### PROVIDED PASSAGE:
|---|

In short, “incidental” movement is that movement which served “only to facilitate the [planned rape] with no other apparent purpose.” (Hoard, supra, 103 Cal.App.4th at p. 607, fn. omitted.) Here, there is no doubt that the moderate movement accomplished by appellant was subordinate to his plan to rape Ms. L. The kidnapping for purpose of rape conviction must be reversed.


II.

APPELLANT WAS DEPRIVED OF DUE PROCESS UNDER THE FEDERAL CONSTITUTION SINCE THE JURY WAS NOT ADEQUATELY INSTRUCTED ON THE ELEMENT OF AGGRAVATED KIDNAPPING THAT THE MOVEMENT OF THE VICTIM MUST BE BEYOND THAT WHICH IS MERELY INCIDENTAL TO THE COMMISSION OF THE ATTEMPTED RAPE.

As has been discussed above, an element of kidnapping for the purpose of rape is that the “movement of the victim” must be “beyond that merely incidental to the commission” of the attempted rape. (Penal Code section 209, subd. (b)(2).) As will be demonstrated below, the trial court erred by failing to give an adequate instruction regarding this element of the offense.

Pursuant to CALJIC No. 9.54, the court instructed the jury as follows:

“The defendant is accused in count one of having committed the crime of kidnapping to commit rape, a violation of section 209, subdivision (b)(1) of the Penal Code. Every person who with the specific intent to commit rape kidnaps any individual is guilty of the crime of kidnapping to commit rape.

“In violation of Penal Code section 209, subdivision (b)(1), the specific intent to commit rape must be present when the kidnapping commences. Kidnapping is the unlawful movement by physical force of a person without that person’s consent for a substantial distance where the movement is not merely incidental to the commission of the rape and where the movement substantially increases the risk of harm to the person moved over and above that necessarily present in the crime of rape.

“In this crime, namely kidnapping to commit rape, the risk of harm requirement refers to the risk of either physical or mental harm.

“Kidnapping is also the unlawful compulsion of that person without that person’s consult [sic] and because of reasonable apprehension of harm or substantial distance where such movement is not merely incidental to the commission of the rape and where the movement substantially increases the risk of harm to the person moved over and above that necessarily present in the crime of rape itself. Brief movements to facilitate the crime of rape are incidental to the – or are incidental to the commission of the rape. On the other hand, movement to facilitate the rape that are for a substantial distance rather than brief are not incidental to the commission of the rape.

|---|

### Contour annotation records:
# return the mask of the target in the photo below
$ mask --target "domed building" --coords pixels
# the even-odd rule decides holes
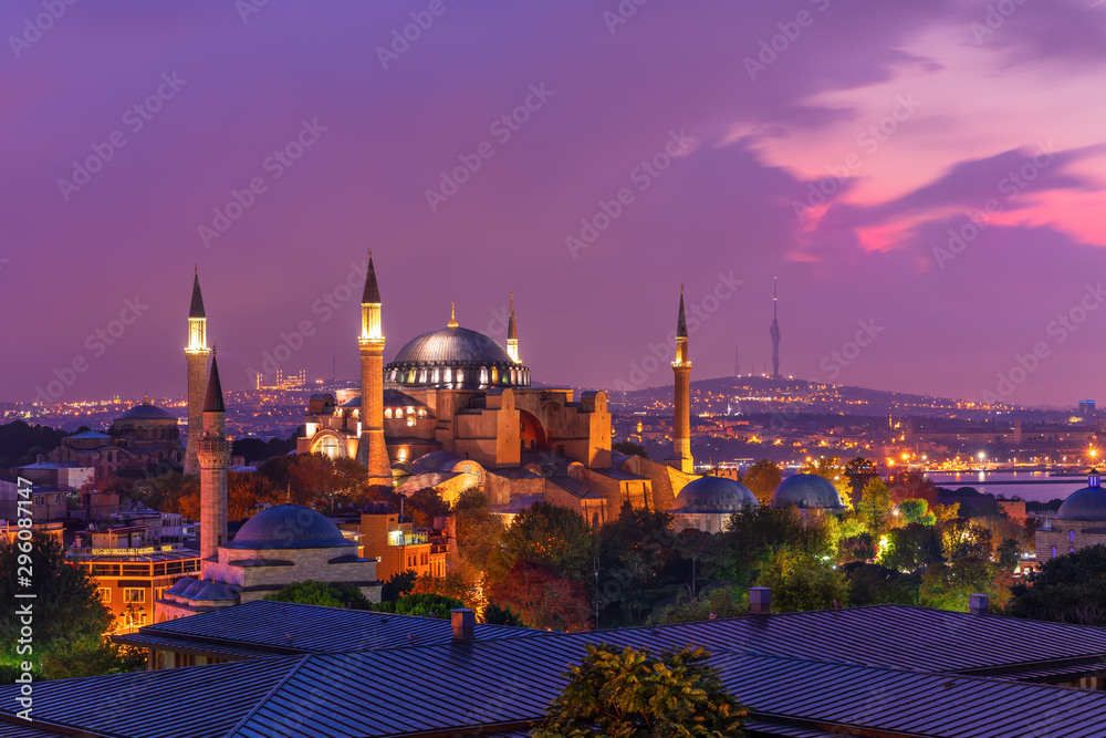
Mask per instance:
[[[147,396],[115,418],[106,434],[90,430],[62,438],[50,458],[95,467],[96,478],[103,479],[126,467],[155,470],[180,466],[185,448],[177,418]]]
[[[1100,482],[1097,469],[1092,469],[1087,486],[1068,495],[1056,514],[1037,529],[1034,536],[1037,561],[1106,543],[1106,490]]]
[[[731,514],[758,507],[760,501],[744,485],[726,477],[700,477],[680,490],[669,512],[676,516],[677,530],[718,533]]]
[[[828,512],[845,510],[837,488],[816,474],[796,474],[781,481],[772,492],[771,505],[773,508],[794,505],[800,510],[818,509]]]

|---|

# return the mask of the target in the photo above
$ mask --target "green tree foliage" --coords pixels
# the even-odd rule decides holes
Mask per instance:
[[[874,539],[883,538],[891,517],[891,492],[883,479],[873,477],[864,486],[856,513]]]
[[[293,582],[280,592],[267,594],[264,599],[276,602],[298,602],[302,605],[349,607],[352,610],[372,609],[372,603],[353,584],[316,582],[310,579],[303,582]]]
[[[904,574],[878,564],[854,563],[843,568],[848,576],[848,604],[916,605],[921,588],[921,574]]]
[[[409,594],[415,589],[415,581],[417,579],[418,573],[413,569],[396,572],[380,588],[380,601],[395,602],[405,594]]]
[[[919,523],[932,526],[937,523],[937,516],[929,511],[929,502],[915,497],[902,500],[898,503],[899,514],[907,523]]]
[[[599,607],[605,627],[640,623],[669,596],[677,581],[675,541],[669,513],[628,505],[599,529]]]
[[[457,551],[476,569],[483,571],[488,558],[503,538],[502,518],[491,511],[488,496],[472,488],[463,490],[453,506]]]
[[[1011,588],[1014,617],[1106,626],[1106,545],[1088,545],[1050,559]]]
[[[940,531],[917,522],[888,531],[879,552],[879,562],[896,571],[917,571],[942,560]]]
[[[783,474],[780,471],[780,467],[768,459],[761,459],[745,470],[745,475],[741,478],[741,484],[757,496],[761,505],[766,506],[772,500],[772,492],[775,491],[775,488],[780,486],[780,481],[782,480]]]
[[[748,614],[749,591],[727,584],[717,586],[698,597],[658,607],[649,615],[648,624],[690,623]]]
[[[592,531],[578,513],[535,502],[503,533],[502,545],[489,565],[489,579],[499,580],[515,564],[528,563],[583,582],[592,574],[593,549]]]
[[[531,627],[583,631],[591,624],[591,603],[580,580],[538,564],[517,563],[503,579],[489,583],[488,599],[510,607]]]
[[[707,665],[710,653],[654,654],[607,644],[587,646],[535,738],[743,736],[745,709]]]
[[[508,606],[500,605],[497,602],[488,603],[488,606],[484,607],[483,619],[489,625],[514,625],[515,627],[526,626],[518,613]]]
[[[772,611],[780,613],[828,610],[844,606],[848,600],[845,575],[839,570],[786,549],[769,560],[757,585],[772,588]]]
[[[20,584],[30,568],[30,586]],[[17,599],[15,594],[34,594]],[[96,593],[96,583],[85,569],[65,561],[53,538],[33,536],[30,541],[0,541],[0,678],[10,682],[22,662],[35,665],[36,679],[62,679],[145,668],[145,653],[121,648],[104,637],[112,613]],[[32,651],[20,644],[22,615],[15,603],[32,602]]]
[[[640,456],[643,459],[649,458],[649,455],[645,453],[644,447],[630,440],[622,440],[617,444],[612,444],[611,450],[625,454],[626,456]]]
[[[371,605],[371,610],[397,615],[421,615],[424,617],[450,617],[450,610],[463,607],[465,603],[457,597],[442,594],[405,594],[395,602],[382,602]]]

|---|

### TASKS:
[1] Answer these questions about the passage on kidnapping instructions, one answer per line with the matching letter:
(a) Under which CALJIC number did the court instruct the jury?
(b) According to that instruction, when must the specific intent to commit rape be present?
(c) In the crime of kidnapping to commit rape, what kinds of harm does the risk of harm requirement refer to?
[2] Locate every line in the entries that contains the string "target", and copy each one. Case counts.

### OUTPUTS IN ORDER:
[1]
(a) CALJIC No. 9.54
(b) When the kidnapping commences
(c) Either physical or mental harm

[2]
# return the mask of the target in the photo below
$ mask --target "domed building" --coords pixels
# return the mask of the target in the photo above
$ mask --target "green tree foliage" --coords pixels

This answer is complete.